___ TEXTAUSZUG
Dankeschön, wenn ich bedenke wie oft ich bei Mindfactory auf eine Surfseite gekommen bin früher (also zur Jahrtausendwende) Hätte ich damals das Bild gehabt
hätte ich mir auch merken können, dass man Mindfactory nicht mit K schreibt 
Sieht hübsch aus. Musst du da auch jeden Tag hin?

Edit schlag doch mal bei euch vor das ihr eine Firma in Osna oder Neuenkirchen-Vörden (Niedersachsenpark z.B.) gründet.
Hier gibt es wirklich nichts in der Richtung.
Nächste größere Währe Bochum Atelco bei DuW und Oldenburg Atelco (aber die wirst du ja kennen).
(Das ist auch der Grund warum ich zu Atelco gewechselt habe als Kunde weil ich shoppen gehen möchte und nicht 
im Inet bestellen, Persönliche Ansprechpartner, wobei das hier ist fast genauso gut)

Wäre eine gute Umfrage im Forum
Onlineeinkauf oder lieber im Laden gehen was wird bevorzugt...


----------



## quantenslipstream (22. Oktober 2011)

*AW: Ärger mit Mindfactory, wie seht Ihr das?*



Atholon schrieb:


> Wir arbeiten stehts an unserem Service - manchmal in die falsche Richtung und manchmal in die richtige Richtung. Wichtig ist halt, dass man seine Fehler erkennt, ausbessert und in Erinnerung behält


 
Ihr wollt die Fehler in Erinnerung behalten?

Unterhaltung im MF Lager:
"Hey, den Fehler haben wir aber schon mal gemacht, schau auf die Liste"
______
___ EXTRAHIERTE DATEN
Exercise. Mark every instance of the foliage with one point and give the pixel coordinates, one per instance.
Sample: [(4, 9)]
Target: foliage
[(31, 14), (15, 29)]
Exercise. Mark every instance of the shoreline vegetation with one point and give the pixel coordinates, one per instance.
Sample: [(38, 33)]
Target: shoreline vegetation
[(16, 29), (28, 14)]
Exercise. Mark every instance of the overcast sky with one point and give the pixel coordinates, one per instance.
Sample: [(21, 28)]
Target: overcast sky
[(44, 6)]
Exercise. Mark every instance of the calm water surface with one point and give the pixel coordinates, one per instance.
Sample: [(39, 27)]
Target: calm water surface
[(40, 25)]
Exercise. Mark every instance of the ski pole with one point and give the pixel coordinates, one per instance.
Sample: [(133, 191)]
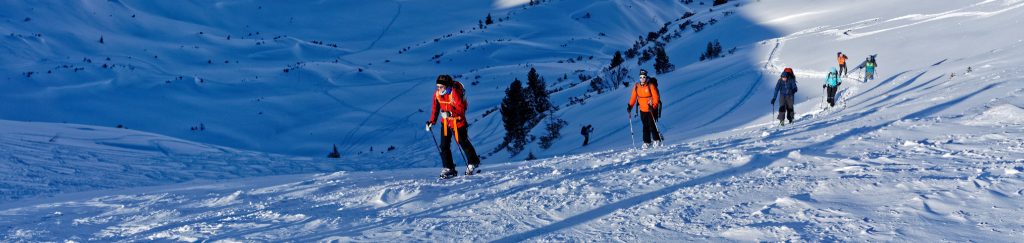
______
▸ AUFGABE
Kopiere den Textauszug über Mindfactory vollständig und ohne jede Änderung.

▸ LÖSUNG
Dankeschön, wenn ich bedenke wie oft ich bei Mindfactory auf eine Surfseite gekommen bin früher (also zur Jahrtausendwende) Hätte ich damals das Bild gehabt
hätte ich mir auch merken können, dass man Mindfactory nicht mit K schreibt 
Sieht hübsch aus. Musst du da auch jeden Tag hin?

Edit schlag doch mal bei euch vor das ihr eine Firma in Osna oder Neuenkirchen-Vörden (Niedersachsenpark z.B.) gründet.
Hier gibt es wirklich nichts in der Richtung.
Nächste größere Währe Bochum Atelco bei DuW und Oldenburg Atelco (aber die wirst du ja kennen).
(Das ist auch der Grund warum ich zu Atelco gewechselt habe als Kunde weil ich shoppen gehen möchte und nicht 
im Inet bestellen, Persönliche Ansprechpartner, wobei das hier ist fast genauso gut)

Wäre eine gute Umfrage im Forum
Onlineeinkauf oder lieber im Laden gehen was wird bevorzugt...


----------



## quantenslipstream (22. Oktober 2011)

*AW: Ärger mit Mindfactory, wie seht Ihr das?*



Atholon schrieb:


> Wir arbeiten stehts an unserem Service - manchmal in die falsche Richtung und manchmal in die richtige Richtung. Wichtig ist halt, dass man seine Fehler erkennt, ausbessert und in Erinnerung behält


 
Ihr wollt die Fehler in Erinnerung behalten?

Unterhaltung im MF Lager:
"Hey, den Fehler haben wir aber schon mal gemacht, schau auf die Liste"